* Instruction
Please pick out and copy every line of the items below that contains the string "stucco"; case counts.

* Data for the task
## BEGIN
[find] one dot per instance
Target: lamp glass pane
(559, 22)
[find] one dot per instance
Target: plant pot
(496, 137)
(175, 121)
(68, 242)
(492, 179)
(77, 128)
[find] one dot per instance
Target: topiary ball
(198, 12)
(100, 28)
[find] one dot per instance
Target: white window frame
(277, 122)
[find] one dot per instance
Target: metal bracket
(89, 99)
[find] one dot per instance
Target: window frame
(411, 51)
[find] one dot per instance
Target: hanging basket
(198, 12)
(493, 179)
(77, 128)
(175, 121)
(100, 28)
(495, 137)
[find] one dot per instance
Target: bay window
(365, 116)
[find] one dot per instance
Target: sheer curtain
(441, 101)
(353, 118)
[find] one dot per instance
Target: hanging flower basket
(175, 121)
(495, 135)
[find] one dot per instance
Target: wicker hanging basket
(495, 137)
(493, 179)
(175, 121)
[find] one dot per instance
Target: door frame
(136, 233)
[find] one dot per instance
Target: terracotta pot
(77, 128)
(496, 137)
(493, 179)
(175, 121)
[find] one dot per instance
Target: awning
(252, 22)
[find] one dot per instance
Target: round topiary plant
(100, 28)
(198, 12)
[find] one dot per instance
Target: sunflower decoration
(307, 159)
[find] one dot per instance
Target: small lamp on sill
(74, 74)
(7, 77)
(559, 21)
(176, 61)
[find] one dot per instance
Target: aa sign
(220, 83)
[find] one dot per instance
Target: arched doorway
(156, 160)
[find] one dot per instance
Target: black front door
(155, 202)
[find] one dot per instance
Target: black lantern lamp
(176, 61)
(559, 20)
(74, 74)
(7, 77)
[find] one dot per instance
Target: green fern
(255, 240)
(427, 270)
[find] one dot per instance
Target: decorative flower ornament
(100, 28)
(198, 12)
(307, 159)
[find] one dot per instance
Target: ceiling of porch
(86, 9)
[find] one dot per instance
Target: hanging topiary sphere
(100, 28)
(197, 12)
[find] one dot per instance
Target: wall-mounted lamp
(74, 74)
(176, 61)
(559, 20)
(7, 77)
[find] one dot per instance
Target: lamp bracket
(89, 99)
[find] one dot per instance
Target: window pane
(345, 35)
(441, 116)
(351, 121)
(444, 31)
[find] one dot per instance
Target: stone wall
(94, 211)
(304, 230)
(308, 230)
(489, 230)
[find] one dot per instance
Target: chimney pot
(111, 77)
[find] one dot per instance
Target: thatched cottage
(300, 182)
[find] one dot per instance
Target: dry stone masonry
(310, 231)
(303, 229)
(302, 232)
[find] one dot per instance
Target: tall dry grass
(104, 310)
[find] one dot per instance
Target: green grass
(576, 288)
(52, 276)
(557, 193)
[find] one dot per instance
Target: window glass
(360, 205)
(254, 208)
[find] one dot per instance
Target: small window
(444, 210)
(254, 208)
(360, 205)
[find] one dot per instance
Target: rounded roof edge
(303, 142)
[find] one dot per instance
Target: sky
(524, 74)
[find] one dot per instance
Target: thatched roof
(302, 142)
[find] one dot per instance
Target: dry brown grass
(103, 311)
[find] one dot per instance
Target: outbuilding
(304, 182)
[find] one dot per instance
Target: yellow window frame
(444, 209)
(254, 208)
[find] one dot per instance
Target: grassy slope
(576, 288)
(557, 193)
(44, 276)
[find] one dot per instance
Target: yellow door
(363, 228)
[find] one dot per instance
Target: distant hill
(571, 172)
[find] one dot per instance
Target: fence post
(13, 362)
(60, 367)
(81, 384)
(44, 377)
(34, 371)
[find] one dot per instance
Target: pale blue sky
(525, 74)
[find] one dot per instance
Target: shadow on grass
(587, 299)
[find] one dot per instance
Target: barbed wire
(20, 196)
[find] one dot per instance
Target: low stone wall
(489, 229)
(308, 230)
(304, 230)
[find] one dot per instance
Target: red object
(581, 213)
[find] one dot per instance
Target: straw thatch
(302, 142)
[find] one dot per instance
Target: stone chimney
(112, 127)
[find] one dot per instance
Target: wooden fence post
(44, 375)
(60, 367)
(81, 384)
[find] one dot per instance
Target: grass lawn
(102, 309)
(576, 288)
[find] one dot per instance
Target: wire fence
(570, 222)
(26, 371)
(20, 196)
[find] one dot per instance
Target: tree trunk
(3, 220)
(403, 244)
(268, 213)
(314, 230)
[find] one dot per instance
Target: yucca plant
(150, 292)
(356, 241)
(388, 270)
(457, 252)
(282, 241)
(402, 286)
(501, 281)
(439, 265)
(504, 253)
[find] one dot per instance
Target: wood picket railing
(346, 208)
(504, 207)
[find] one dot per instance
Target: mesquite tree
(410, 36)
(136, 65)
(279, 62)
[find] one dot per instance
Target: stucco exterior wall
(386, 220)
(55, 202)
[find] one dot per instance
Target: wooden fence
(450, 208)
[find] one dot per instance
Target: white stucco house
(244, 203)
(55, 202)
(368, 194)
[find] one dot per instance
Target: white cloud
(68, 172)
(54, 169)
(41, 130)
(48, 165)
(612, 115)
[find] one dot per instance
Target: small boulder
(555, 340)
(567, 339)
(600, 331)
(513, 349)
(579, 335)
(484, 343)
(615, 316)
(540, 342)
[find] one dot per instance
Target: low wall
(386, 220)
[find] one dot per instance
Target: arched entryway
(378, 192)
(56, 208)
## END
* Answer for this exercise
Target: stucco exterior wall
Target: white stucco house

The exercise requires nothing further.